We provide below a summary of the key proposed amendments.

1. Expansion of the scopte of permanent establishment of non-resident/foreign corporation

A. Strengthening of the requirement for places where certain activities are conducted that are excluded from the definition of permanent establishment (Article 94(4) and (5) of the Corporate Income Tax Law (the “CITL”), Article 133(3) of the Presidential Decree of the CITL, Article 120(4) and (5) of the Personal Income Tax Law (the “PITL”), and Article 180 of the Presidential Decree of the PITL)

Under the current law, the scope of permanent establishment (“PE”) included in the CITL or PITL does not include any of the following places: i) places used by a foreign corporation only for purchasing assets; ii) places used by a foreign corporation only for storing or keeping assets not for sale; iii) places used by other persons only for processing a foreign corporation’s own assets; and iv) places used by a foreign corporation for advertisement, publicity, gathering and providing information, market research, or for performing other preparatory and auxiliary business activities (hereinafter, the “places where certain activities are conducted”).

According to the 2018 Tax Amendments, even if activities conducted at the “places where certain activities are conducted” are preparatory and auxiliary in nature, such places fall under a PE, if any one of the following conditions is met.

  • If the below conditions are all met:

- A PE of the relevant non-resident/foreign corporation or its related party exists at the same place as the “places where certain activities are conducted” or at another place in Korea.

- Activities conducted at the “places where certain activities are conducted” are complementary to business activities conducted at the PE of the relevant non-resident/foreign corporation or its related party.

  • The overall activity resulting from the combination of the activities carried on by the relevant non-resident/foreign corporation or its related party at the “places where certain activities are conducted” is complementary, and is not of a preparatory and auxiliary character.

## Tasks to carry out
A - According to the permanent establishment summary, why could a place a foreign corporation uses only for storing assets count as a permanent establishment under the 2018 Tax Amendments, even though its activities are preparatory and auxiliary? Answer in one to three sentences.
B - Can you continue the summary of the permanent establishment amendments from the point where it stops?
The listing has no role in any of the tasks.

## Material provided

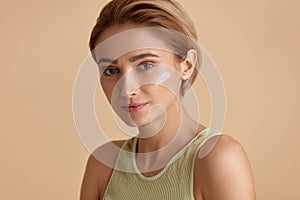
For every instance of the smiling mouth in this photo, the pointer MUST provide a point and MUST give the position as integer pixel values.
(135, 107)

## Task answers
A - Such a place counts as a permanent establishment if either of two conditions is met. The first is that the corporation or its related party has a permanent establishment at the same place or elsewhere in Korea, and the activities at the storage place complement the business at that establishment. The second is that the combined activities of the corporation or its related party at such places are complementary and not preparatory and auxiliary in character.

B -
With the expansion of the scope of the PE of non-resident/foreign corporation, it is expected that Korean tax authorities will more frequently try to impose tax on non-residents and foreign corporations based on the existence of permanent establishment. Although, in principle, the amended domestic tax law cannot take priority over the existing relevant tax treaty before the corresponding phrases of the relevant tax treaties are amended, the possibility that the tax authority may apply the substance over form principle in determining a PE even under the existing tax treaty cannot be excluded.

B. Expansion of the scope of dependent agent and clarification on types of contracts applicable to determination of dependent agent (Article 94(3) of the CITL and Article 120(3) of the PITL)

Under the current law, any person who has the authority to conclude contracts in Korea on behalf of a non-resident or a foreign corporation and repeatedly exercises such authority is considered a dependent agent and thus falls under a PE of such non-resident or foreign corporation.

As a result of this amendment, even if the agent does not have the authority to conclude contracts, where the agent repeatedly plays the principal role leading to conclusion of contracts that are routinely concluded without material modification by the principal (non-resident/foreign corporation), such agent is considered a dependent agent PE. In addition, the types of contracts that are applicable in determining a dependent agent PE have been clarified as (i) contracts in the name of non-resident/foreign corporation, (ii) contracts relating to the transfer of ownership or the grant of the right to use intangibles held by non-resident/foreign corporation, and (iii) contracts relating to provision of services by non-resident/foreign corporation.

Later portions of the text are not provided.